◆ Records to use
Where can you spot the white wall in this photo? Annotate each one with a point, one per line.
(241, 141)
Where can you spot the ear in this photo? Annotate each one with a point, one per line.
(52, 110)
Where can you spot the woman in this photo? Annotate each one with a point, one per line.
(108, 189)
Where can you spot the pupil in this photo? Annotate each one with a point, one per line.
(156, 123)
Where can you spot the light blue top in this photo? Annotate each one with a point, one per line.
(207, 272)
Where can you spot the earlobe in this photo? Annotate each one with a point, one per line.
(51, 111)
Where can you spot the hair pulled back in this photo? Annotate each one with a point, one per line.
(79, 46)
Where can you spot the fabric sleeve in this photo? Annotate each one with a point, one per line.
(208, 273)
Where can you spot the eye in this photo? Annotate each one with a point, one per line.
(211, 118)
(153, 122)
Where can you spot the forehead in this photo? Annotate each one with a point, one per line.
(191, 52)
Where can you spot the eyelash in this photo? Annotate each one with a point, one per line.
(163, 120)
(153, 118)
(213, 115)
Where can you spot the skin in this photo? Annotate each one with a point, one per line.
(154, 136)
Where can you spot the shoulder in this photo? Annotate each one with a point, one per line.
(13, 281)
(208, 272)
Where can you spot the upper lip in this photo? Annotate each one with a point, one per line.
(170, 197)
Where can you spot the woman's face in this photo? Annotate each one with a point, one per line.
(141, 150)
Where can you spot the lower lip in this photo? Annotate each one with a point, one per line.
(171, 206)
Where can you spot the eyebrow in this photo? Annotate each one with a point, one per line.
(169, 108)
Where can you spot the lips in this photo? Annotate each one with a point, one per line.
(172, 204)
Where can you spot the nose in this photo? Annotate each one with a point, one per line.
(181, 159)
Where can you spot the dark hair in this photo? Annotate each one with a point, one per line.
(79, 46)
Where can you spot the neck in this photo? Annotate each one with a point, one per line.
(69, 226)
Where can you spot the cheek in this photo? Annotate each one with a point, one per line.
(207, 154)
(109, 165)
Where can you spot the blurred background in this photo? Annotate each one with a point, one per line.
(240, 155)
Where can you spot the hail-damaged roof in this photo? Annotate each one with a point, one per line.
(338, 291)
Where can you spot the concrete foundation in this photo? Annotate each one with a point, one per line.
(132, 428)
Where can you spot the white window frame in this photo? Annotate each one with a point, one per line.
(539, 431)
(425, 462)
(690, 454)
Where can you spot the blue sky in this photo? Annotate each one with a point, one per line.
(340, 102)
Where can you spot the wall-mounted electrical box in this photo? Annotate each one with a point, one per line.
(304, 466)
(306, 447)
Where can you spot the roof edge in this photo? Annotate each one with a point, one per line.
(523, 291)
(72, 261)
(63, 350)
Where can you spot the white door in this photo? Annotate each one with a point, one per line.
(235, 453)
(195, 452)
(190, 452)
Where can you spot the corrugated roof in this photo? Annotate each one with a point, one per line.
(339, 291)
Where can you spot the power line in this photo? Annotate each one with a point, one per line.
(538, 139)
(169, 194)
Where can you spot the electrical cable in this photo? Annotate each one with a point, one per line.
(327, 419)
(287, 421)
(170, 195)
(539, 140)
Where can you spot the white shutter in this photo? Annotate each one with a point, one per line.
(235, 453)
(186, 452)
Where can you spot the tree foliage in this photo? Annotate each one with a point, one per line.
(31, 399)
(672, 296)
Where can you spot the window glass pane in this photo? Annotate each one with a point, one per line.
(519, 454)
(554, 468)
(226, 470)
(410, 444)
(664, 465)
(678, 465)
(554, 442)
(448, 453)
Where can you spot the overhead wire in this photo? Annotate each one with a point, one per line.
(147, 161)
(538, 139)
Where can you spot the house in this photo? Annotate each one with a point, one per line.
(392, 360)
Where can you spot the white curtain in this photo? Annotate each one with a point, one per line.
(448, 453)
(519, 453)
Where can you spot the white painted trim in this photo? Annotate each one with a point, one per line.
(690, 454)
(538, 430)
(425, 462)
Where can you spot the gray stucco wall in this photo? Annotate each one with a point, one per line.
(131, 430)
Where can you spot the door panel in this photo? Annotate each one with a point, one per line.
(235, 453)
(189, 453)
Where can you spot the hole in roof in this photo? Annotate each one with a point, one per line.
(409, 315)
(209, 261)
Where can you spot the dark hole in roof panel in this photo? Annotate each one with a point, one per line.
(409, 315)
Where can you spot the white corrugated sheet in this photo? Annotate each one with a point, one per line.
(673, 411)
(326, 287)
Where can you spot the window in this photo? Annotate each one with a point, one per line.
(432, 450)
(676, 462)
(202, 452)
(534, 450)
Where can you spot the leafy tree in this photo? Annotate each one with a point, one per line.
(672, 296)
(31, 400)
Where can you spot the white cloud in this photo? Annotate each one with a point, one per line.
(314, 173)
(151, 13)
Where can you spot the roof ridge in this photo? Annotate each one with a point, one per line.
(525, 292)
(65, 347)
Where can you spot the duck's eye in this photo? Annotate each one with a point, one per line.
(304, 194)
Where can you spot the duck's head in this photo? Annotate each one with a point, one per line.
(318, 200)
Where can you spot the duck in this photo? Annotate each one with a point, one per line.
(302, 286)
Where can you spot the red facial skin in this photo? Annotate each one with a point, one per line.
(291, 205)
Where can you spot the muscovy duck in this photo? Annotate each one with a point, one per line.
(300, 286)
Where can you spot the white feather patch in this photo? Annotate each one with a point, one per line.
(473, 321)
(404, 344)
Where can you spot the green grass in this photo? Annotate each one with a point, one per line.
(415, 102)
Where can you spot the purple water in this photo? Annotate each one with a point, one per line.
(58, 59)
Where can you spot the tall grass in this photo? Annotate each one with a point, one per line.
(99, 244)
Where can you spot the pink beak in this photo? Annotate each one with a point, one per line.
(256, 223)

◆ Work to be completed
Reproduce every entry above. Make each line identical to the original.

◆ The completed task
Where can you spot the white wall in this photo? Annotate each one with a point, one per line.
(241, 141)
Where can you spot the ear in this photo? Annotate each one with a point, one per line.
(52, 110)
Where can you spot the woman in this photo? Annotate each one with a point, one per line.
(108, 189)
Where can you spot the pupil in this photo? Annotate each one with a point, one per line.
(156, 123)
Where can you spot the light blue top in this photo? Annotate each one with a point, one per line.
(207, 272)
Where can you spot the earlobe in this photo? Annotate each one with a point, one per line.
(51, 111)
Where can you spot the hair pulled back in this photo? Annotate each one with a point, one per line.
(79, 46)
Where can you spot the fabric sleeve in this photo? Annotate each one with a point, one per line.
(208, 273)
Where can you spot the eye in this photo? Annotate each one with a point, one per line.
(211, 118)
(153, 122)
Where can you spot the forehead in this photo? Annotate each one with a point, one per line.
(191, 52)
Where can you spot the eyelash in this photo? Annotate each one with a point, one per line.
(163, 120)
(153, 118)
(213, 115)
Where can you spot the skin in this photo? Annotate each one with a point, one per line.
(154, 136)
Where can you spot the shoulder in this photo? Annotate each one with a point, one per line.
(13, 281)
(208, 272)
Where can you spot the upper lip in this photo? Annotate each one with a point, one per line.
(170, 197)
Where can you spot the woman's face in this photo? Annotate each one with a point, one per line.
(141, 150)
Where can you spot the lower lip in this photo? Annotate each one with a point, one per line.
(171, 206)
Where can you spot the eyebrow in this photo? Annotate each one with a point, one per line.
(169, 108)
Where can you spot the lips in this photo? Annotate each one with a point, one per line.
(172, 204)
Where can you spot the nose in this photo? Annotate each one with a point, one per line.
(181, 159)
Where can you spot the dark hair in this photo? Annotate each one with a point, one per line.
(79, 46)
Where can you spot the neck in this photo? Annotate each one with a point, one per line.
(69, 226)
Where can you spot the cheek in this photo? Annotate each one with a point, one per line.
(207, 154)
(109, 165)
Where can you spot the blurred background in this photo? Annotate each one with a point, one per line.
(240, 155)
Where can you spot the hail-damaged roof in this photo? Annotate each one with a point, one per line.
(338, 291)
Where can you spot the concrete foundation in this photo? Annotate each one with a point, one per line.
(132, 428)
Where can you spot the white window frame in this photo? Annotate each one with a point, one per line.
(539, 431)
(425, 462)
(690, 454)
Where can you spot the blue sky in this photo? Annotate each one with a point, one per line.
(340, 102)
Where can you spot the wall-mounted electrical box in this photo? Annotate each one with a point, one per line.
(304, 466)
(306, 447)
Where can you spot the roof edge in this photo? Annotate each one with a point, one per line.
(523, 291)
(72, 261)
(63, 350)
Where can you spot the white door in this photo? Annotate each one with a point, one per line.
(235, 453)
(195, 452)
(190, 452)
Where can you spot the corrugated roof in this photo? Annotate each one with a point, one per line.
(339, 291)
Where can you spot the power line in this photo? Annotate each one with a point, one per line.
(538, 139)
(169, 194)
Where can you spot the electrical cable in this photo? Annotate each one with a point, one per line.
(327, 419)
(287, 421)
(170, 195)
(539, 140)
Where can you spot the white shutter in this photo? Annotate each one with a point, one per line.
(235, 453)
(186, 452)
Where can you spot the tree foliage in this photo? Annotate each one with a point, one per line.
(31, 399)
(672, 296)
Where can you spot the window glass pane in this photo? Annotate each one with a point, one per line.
(519, 454)
(554, 468)
(226, 470)
(410, 444)
(664, 465)
(678, 465)
(554, 442)
(448, 453)
Where can you spot the overhead wire in this photo? Annotate each one with a point, one per line.
(147, 161)
(538, 139)
Where can you spot the house in this photo? Annotate each one with a point, one per line.
(392, 360)
Where can you spot the white curtain in this photo? Annotate each one with a point, one per line.
(448, 453)
(519, 453)
Where can you spot the white painted trim in this photo? Annotate each one with a point, one per line.
(690, 454)
(538, 430)
(425, 462)
Where can you spot the gray stucco wall in this photo? Annotate each one with a point, one per line.
(131, 430)
Where can you spot the door panel in this photo? Annotate each one with a point, one per line.
(235, 453)
(189, 453)
Where can you spot the hole in roof in this photo? Annotate each one with a point, one per line.
(409, 315)
(209, 261)
Where can you spot the dark hole in roof panel in this photo? Annotate each one with a point, one per line.
(409, 315)
Where can you spot the white corrugated sheet in this photo? Annotate each one with a point, one per line.
(673, 411)
(326, 287)
Where can you spot the window in this photo? Annotate each one with a point, one per line.
(432, 450)
(676, 462)
(202, 452)
(534, 450)
Where can you spot the leafy tree in this photo? Annotate each one with a point, one per line.
(672, 296)
(31, 400)
Where can you spot the white cloud in this photo? Annotate each one with a point, one per line.
(314, 173)
(151, 13)
Where can you spot the roof ridge in this photo? Annotate each one with a point, one per line.
(525, 292)
(65, 347)
Where can you spot the duck's eye in this photo? Annotate each one with a point, one per line.
(304, 194)
Where can you spot the duck's head in this photo? Annotate each one with a point, one per line.
(318, 200)
Where can you spot the duck in this photo? Annotate each one with a point, one per line.
(302, 286)
Where can you spot the red facial skin in this photo? Annotate each one with a point, one per line.
(291, 205)
Where can you spot the muscovy duck in this photo? Annotate each one with a point, one per line.
(300, 286)
Where can you spot the white feather patch in this photo? Annotate each one with a point, one per line.
(473, 321)
(404, 344)
Where can you spot the green grass in this photo? Annotate each one with a point, one per line.
(415, 102)
Where can you spot the purple water in this photo? Annotate each one with a point, one per line.
(58, 59)
Where can you spot the tall grass in this photo? Annotate each one with a point, one per line.
(99, 244)
Where can you spot the pink beak in this photo? Annotate each one with a point, one per line.
(256, 223)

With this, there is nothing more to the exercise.